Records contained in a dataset
********

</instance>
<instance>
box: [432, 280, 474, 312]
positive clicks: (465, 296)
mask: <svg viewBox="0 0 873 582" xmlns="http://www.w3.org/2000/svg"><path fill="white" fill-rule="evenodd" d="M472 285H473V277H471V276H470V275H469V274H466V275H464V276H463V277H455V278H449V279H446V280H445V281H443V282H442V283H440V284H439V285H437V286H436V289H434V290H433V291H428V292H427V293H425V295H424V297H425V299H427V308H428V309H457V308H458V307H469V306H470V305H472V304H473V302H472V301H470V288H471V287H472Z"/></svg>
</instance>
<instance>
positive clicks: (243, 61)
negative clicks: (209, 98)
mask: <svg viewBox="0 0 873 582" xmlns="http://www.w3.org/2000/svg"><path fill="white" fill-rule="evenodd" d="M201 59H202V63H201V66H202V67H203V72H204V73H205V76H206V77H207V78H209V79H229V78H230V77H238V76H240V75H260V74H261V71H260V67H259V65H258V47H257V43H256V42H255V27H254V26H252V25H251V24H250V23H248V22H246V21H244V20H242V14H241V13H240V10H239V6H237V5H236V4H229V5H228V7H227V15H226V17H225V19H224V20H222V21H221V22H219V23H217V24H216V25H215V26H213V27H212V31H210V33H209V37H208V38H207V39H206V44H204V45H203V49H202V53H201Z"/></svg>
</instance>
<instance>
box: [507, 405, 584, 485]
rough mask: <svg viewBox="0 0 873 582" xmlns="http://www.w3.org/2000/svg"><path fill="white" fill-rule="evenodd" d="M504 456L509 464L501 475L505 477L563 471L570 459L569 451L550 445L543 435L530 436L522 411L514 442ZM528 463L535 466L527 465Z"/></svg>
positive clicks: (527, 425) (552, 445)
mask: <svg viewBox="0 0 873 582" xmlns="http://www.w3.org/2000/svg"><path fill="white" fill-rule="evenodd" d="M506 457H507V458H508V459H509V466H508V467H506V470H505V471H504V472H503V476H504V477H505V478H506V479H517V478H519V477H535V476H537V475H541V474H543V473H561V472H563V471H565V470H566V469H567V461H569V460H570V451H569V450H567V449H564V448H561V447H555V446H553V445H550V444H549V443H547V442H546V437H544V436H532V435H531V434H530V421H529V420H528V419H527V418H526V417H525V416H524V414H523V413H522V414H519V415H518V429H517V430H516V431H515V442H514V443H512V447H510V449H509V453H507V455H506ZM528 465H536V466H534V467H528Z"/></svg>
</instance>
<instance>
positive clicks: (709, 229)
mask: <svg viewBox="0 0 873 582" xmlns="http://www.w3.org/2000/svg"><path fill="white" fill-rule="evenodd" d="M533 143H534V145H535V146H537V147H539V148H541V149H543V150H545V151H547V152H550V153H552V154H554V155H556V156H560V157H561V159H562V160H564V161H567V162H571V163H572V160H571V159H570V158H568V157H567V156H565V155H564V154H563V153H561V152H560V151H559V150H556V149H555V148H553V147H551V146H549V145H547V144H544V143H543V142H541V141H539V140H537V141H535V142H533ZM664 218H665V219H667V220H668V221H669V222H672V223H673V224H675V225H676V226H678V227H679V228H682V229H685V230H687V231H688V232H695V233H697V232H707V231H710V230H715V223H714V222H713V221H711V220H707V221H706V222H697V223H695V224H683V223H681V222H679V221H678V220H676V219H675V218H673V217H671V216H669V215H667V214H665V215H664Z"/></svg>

********

◆ Exercise
This exercise requires all the entries to be written out again exactly.

◆ Exercise solution
</instance>
<instance>
box: [432, 280, 474, 312]
positive clicks: (465, 296)
mask: <svg viewBox="0 0 873 582" xmlns="http://www.w3.org/2000/svg"><path fill="white" fill-rule="evenodd" d="M472 285H473V277H471V276H470V275H469V274H466V275H464V276H463V277H455V278H449V279H446V280H445V281H443V282H442V283H440V284H439V285H437V286H436V289H434V290H433V291H428V292H427V293H425V295H424V297H425V299H427V308H428V309H457V308H458V307H469V306H470V305H472V304H473V302H472V301H470V288H471V287H472Z"/></svg>
</instance>
<instance>
positive clicks: (243, 61)
negative clicks: (209, 98)
mask: <svg viewBox="0 0 873 582" xmlns="http://www.w3.org/2000/svg"><path fill="white" fill-rule="evenodd" d="M201 59H202V63H201V66H202V67H203V72H204V73H205V76H206V77H207V78H209V79H229V78H230V77H238V76H240V75H260V74H261V71H260V67H259V65H258V47H257V43H256V42H255V27H254V26H252V25H251V24H250V23H248V22H246V21H244V20H242V14H241V13H240V10H239V6H237V5H236V4H229V5H228V7H227V15H226V17H225V19H224V20H222V21H221V22H219V23H217V24H216V25H215V26H213V27H212V31H210V33H209V37H208V38H207V39H206V44H204V45H203V49H202V53H201Z"/></svg>
</instance>
<instance>
box: [507, 405, 584, 485]
rough mask: <svg viewBox="0 0 873 582" xmlns="http://www.w3.org/2000/svg"><path fill="white" fill-rule="evenodd" d="M504 456L509 464L501 475L505 477L563 471L570 459L569 451L550 445L543 435L530 436L522 411L514 442ZM528 463L535 466L527 465Z"/></svg>
positive clicks: (527, 425) (552, 445)
mask: <svg viewBox="0 0 873 582" xmlns="http://www.w3.org/2000/svg"><path fill="white" fill-rule="evenodd" d="M506 457H507V458H508V459H509V466H508V467H506V470H505V471H504V472H503V476H504V477H505V478H506V479H517V478H519V477H535V476H537V475H541V474H543V473H561V472H563V471H565V470H566V469H567V461H569V460H570V451H569V450H567V449H564V448H561V447H555V446H553V445H550V444H549V443H547V442H546V437H544V436H532V435H531V434H530V421H529V420H528V419H527V418H526V417H525V416H524V414H523V413H522V414H519V415H518V429H517V430H516V431H515V442H514V443H512V447H510V449H509V453H507V455H506ZM528 465H536V466H534V467H528Z"/></svg>
</instance>
<instance>
positive clicks: (709, 229)
mask: <svg viewBox="0 0 873 582" xmlns="http://www.w3.org/2000/svg"><path fill="white" fill-rule="evenodd" d="M533 143H534V145H535V146H537V147H539V148H541V149H543V150H545V151H547V152H550V153H552V154H554V155H556V156H560V157H561V159H562V160H564V161H567V162H571V163H572V160H571V159H570V158H568V157H567V156H565V155H564V154H563V153H561V152H560V151H559V150H556V149H555V148H553V147H551V146H549V145H547V144H544V143H543V142H541V141H539V140H537V141H535V142H533ZM664 218H665V219H667V220H668V221H669V222H672V223H673V224H675V225H676V226H678V227H679V228H682V229H685V230H687V231H688V232H695V233H697V232H707V231H710V230H715V223H714V222H713V221H711V220H707V221H706V222H697V223H695V224H683V223H681V222H679V221H678V220H676V219H675V218H673V217H671V216H669V215H667V214H665V215H664Z"/></svg>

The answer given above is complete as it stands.